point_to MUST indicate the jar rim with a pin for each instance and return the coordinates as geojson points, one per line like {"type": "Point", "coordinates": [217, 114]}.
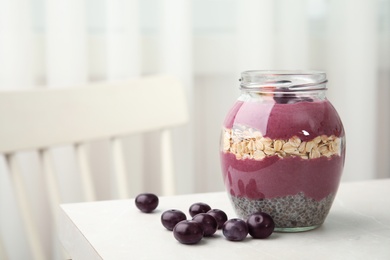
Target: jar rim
{"type": "Point", "coordinates": [283, 80]}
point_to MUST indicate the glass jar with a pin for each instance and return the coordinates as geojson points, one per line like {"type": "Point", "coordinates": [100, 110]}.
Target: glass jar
{"type": "Point", "coordinates": [283, 148]}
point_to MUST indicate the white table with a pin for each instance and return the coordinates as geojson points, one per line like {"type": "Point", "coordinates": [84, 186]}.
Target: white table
{"type": "Point", "coordinates": [358, 227]}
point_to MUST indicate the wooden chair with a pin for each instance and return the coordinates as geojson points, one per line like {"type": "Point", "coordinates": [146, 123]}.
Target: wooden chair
{"type": "Point", "coordinates": [39, 119]}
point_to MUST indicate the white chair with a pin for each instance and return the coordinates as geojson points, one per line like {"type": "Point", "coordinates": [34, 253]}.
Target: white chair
{"type": "Point", "coordinates": [39, 119]}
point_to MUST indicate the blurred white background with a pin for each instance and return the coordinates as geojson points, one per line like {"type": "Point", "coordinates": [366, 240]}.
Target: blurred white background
{"type": "Point", "coordinates": [206, 43]}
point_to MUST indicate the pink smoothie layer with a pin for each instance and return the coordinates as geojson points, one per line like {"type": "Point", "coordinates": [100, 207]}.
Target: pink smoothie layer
{"type": "Point", "coordinates": [273, 176]}
{"type": "Point", "coordinates": [282, 121]}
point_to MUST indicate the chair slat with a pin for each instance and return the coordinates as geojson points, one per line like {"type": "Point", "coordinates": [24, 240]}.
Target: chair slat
{"type": "Point", "coordinates": [51, 181]}
{"type": "Point", "coordinates": [167, 167]}
{"type": "Point", "coordinates": [36, 246]}
{"type": "Point", "coordinates": [85, 172]}
{"type": "Point", "coordinates": [120, 174]}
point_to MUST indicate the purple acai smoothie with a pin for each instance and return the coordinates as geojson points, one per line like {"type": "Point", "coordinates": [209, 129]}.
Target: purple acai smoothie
{"type": "Point", "coordinates": [284, 159]}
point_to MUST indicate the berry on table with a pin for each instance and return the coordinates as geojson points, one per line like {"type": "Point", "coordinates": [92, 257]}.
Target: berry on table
{"type": "Point", "coordinates": [260, 225]}
{"type": "Point", "coordinates": [146, 202]}
{"type": "Point", "coordinates": [171, 217]}
{"type": "Point", "coordinates": [188, 232]}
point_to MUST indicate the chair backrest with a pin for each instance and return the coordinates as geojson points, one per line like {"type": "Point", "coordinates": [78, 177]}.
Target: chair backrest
{"type": "Point", "coordinates": [39, 119]}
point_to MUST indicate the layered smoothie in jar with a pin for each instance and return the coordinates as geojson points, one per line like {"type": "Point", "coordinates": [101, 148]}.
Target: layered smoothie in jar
{"type": "Point", "coordinates": [283, 149]}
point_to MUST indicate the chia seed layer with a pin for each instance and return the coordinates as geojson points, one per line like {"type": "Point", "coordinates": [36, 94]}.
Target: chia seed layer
{"type": "Point", "coordinates": [288, 212]}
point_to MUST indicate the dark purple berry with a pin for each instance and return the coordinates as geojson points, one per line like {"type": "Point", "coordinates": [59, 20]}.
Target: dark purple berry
{"type": "Point", "coordinates": [235, 229]}
{"type": "Point", "coordinates": [260, 225]}
{"type": "Point", "coordinates": [171, 217]}
{"type": "Point", "coordinates": [188, 232]}
{"type": "Point", "coordinates": [208, 222]}
{"type": "Point", "coordinates": [146, 202]}
{"type": "Point", "coordinates": [219, 215]}
{"type": "Point", "coordinates": [198, 207]}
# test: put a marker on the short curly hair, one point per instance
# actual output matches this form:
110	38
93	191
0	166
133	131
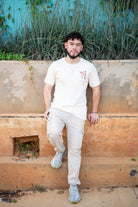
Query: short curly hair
74	35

■ ■ ■ ■ ■ ■ ■

Task statement:
Can you update all of the records above by replacing "wooden chair" with "wood chair", keeping everything else the same and leaving the pictures out?

Finished exercise:
point_to MUST indicate the jar rim with a pin for each instance and return the coordinates as geojson points, one per line like {"type": "Point", "coordinates": [217, 114]}.
Target: jar rim
{"type": "Point", "coordinates": [283, 80]}
point_to MUST indicate the glass jar with a pin for each instance and return the coordinates as geojson points, one per line like {"type": "Point", "coordinates": [100, 110]}.
Target: glass jar
{"type": "Point", "coordinates": [283, 148]}
point_to MUST indicate the white table with a pin for each instance and return the coordinates as geojson points, one per line like {"type": "Point", "coordinates": [84, 186]}.
Target: white table
{"type": "Point", "coordinates": [358, 227]}
point_to MUST indicate the wood chair with a pin for each instance and return the coordinates as geojson points, one per line like {"type": "Point", "coordinates": [146, 123]}.
Target: wood chair
{"type": "Point", "coordinates": [39, 119]}
point_to MUST indicate the white chair with a pin for each instance and return the coordinates as geojson points, one per line like {"type": "Point", "coordinates": [34, 253]}.
Target: white chair
{"type": "Point", "coordinates": [39, 119]}
point_to MUST indicate the blurred white background with a pin for each instance and return the coordinates as geojson points, one per line like {"type": "Point", "coordinates": [366, 240]}.
Target: blurred white background
{"type": "Point", "coordinates": [206, 43]}
point_to MUST indicate the pink smoothie layer with a pin for each instance and return the coordinates as geojson points, one per line like {"type": "Point", "coordinates": [100, 207]}.
Target: pink smoothie layer
{"type": "Point", "coordinates": [273, 176]}
{"type": "Point", "coordinates": [282, 121]}
point_to MUST indicate the chair slat with a pin for each instance and return the coordinates as geojson points, one per line like {"type": "Point", "coordinates": [24, 240]}.
Target: chair slat
{"type": "Point", "coordinates": [51, 181]}
{"type": "Point", "coordinates": [167, 167]}
{"type": "Point", "coordinates": [36, 246]}
{"type": "Point", "coordinates": [85, 172]}
{"type": "Point", "coordinates": [120, 174]}
point_to MUST indicate the purple acai smoothie with a pin for each instance and return the coordinates as geojson points, one per line like {"type": "Point", "coordinates": [209, 129]}.
Target: purple acai smoothie
{"type": "Point", "coordinates": [284, 159]}
point_to MUST indicate the berry on table with a pin for each instance and return the coordinates as geojson points, one per line like {"type": "Point", "coordinates": [92, 257]}.
Target: berry on table
{"type": "Point", "coordinates": [260, 225]}
{"type": "Point", "coordinates": [146, 202]}
{"type": "Point", "coordinates": [171, 217]}
{"type": "Point", "coordinates": [188, 232]}
point_to MUST indicate the chair backrest with a pin for each instance and return the coordinates as geojson points, one per line like {"type": "Point", "coordinates": [78, 177]}.
Target: chair backrest
{"type": "Point", "coordinates": [39, 119]}
point_to MUST indicate the layered smoothie in jar with a pin for each instance and return the coordinates as geojson points, one per line like {"type": "Point", "coordinates": [101, 148]}.
Target: layered smoothie in jar
{"type": "Point", "coordinates": [283, 149]}
point_to MUST indicate the chia seed layer with a pin for each instance and return the coordinates as geojson points, one per line like {"type": "Point", "coordinates": [36, 94]}.
Target: chia seed layer
{"type": "Point", "coordinates": [288, 212]}
point_to MUST indicate the dark purple berry with a pin for each instance and return the coordinates as geojson points, one per line like {"type": "Point", "coordinates": [59, 20]}.
Target: dark purple berry
{"type": "Point", "coordinates": [235, 229]}
{"type": "Point", "coordinates": [260, 225]}
{"type": "Point", "coordinates": [171, 217]}
{"type": "Point", "coordinates": [188, 232]}
{"type": "Point", "coordinates": [208, 222]}
{"type": "Point", "coordinates": [146, 202]}
{"type": "Point", "coordinates": [219, 215]}
{"type": "Point", "coordinates": [198, 207]}
# test: put a marker on the short curly hair, one point per instance
# actual output matches this form:
110	38
93	191
0	166
133	131
Query: short curly hair
74	35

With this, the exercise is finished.